NEW EMPLOYER SURVEY PORTENDS DIFFICULT ROAD AHEAD FOR PEOPLE WITH DISABILITIES WHO LOST THEIR JOBS DURING COVID-19 PANDEMIC
National Organization on Disability Releases Results of 2020 Disability Employment Tracker
NEW YORK (July 16, 2020) – Nearly one million Americans with disabilities have lost their jobs since the start of the COVID-19 pandemic, according to the New Hampshire University Institute on Disability. Results of NOD’s 2020 Disability Employment Tracker – a survey of 200 businesses and organizations that collectively employ 8.7 million people in the U.S. – found that their road back to employment may be particularly difficult, with too many companies still lacking a sincere commitment to creating disability-inclusive cultures.
The 2020 Tracker found many employers still do not have adequate accommodations processes in place and fewer HR and hiring managers are receiving needed disability training to effectively on-board new employees. And internship and mentoring programs for people with disabilities have remained mostly flat since the Tracker started monitoring such activities seven years ago.
Since the pandemic began in March, 1 in 5 workers with disabilities lost their employment, compared with 1 in 7 in the general population according to the U.S. Labor Bureau of Statistics.
“People with disabilities have been disproportionately affected by the coronavirus and its economic consequences,” said NOD President Carol Glazer. “Sadly, we know there will be a rolling back of the gains we have seen since the Americans with Disabilities Act (ADA) became law 30 years ago this month, particularly as it deals with employment. Corporate America must do more to answer the challenge made by President George H.W. Bush when he signed the ADA into law, when he said employers hold the key to unlocking the full potential of the ADA. This latest research confirms that lock is still securely bolted shut.”

What is expected –
Please write out the press release on disability employment again, beginning at the words "NEW EMPLOYER SURVEY" and stopping after "creating disability-inclusive cultures.", and substitute "Inclusion Index" for "Disability Employment Tracker" wherever it occurs.

Point-per-instance localization data
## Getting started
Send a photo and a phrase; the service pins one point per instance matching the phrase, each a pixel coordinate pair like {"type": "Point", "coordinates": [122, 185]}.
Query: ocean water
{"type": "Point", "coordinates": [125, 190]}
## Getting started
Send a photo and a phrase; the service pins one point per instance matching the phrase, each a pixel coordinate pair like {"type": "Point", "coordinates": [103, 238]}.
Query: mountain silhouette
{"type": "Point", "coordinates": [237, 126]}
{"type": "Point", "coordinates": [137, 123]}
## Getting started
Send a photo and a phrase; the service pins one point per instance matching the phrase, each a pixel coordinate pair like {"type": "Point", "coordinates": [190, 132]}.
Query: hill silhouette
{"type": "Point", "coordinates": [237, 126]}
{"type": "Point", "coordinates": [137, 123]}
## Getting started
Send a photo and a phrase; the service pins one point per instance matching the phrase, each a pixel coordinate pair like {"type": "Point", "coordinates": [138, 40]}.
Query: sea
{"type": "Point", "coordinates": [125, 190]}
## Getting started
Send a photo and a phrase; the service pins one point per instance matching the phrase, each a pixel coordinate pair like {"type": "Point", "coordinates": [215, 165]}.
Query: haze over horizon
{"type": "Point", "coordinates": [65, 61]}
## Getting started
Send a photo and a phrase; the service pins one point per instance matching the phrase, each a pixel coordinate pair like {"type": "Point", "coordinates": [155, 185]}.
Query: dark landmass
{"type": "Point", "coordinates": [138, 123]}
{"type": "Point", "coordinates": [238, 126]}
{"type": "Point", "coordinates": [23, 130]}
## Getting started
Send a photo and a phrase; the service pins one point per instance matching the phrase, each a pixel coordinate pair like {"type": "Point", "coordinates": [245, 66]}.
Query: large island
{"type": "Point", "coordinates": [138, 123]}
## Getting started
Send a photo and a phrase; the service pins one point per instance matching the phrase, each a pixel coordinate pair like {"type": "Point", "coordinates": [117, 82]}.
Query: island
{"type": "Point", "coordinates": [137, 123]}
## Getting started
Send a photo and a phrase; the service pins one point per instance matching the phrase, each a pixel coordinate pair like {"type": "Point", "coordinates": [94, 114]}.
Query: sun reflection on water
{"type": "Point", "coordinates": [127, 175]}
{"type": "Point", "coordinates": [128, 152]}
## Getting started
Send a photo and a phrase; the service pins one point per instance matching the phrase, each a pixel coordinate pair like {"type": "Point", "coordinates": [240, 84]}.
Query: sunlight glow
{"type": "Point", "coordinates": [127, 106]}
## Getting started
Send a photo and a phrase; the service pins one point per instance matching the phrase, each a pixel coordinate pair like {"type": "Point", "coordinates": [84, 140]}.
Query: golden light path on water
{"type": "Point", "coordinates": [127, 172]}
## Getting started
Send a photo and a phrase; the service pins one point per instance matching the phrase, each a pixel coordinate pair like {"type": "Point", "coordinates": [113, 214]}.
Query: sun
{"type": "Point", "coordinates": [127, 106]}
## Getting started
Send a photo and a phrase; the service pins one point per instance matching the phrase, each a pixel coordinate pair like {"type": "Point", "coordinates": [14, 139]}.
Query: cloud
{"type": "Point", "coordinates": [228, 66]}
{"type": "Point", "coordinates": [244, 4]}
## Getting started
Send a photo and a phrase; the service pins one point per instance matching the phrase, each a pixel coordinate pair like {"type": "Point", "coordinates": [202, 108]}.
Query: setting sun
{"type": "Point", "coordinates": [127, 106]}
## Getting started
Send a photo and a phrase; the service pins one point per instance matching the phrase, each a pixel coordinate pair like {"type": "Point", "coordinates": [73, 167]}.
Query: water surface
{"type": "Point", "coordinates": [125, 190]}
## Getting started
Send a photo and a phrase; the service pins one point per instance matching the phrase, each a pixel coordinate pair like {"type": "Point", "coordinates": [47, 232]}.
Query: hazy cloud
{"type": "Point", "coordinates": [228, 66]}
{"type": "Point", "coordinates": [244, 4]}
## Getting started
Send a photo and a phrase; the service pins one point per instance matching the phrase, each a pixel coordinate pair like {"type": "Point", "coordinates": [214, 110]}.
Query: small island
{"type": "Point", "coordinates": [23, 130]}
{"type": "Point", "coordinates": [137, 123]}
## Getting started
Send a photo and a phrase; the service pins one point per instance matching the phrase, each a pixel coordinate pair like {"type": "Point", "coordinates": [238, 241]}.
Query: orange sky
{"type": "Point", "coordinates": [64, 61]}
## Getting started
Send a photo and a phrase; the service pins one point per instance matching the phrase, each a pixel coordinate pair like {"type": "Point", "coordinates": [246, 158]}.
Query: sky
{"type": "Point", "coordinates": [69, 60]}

Written reply –
NEW EMPLOYER SURVEY PORTENDS DIFFICULT ROAD AHEAD FOR PEOPLE WITH DISABILITIES WHO LOST THEIR JOBS DURING COVID-19 PANDEMIC
National Organization on Disability Releases Results of 2020 Inclusion Index
NEW YORK (July 16, 2020) – Nearly one million Americans with disabilities have lost their jobs since the start of the COVID-19 pandemic, according to the New Hampshire University Institute on Disability. Results of NOD’s 2020 Inclusion Index – a survey of 200 businesses and organizations that collectively employ 8.7 million people in the U.S. – found that their road back to employment may be particularly difficult, with too many companies still lacking a sincere commitment to creating disability-inclusive cultures.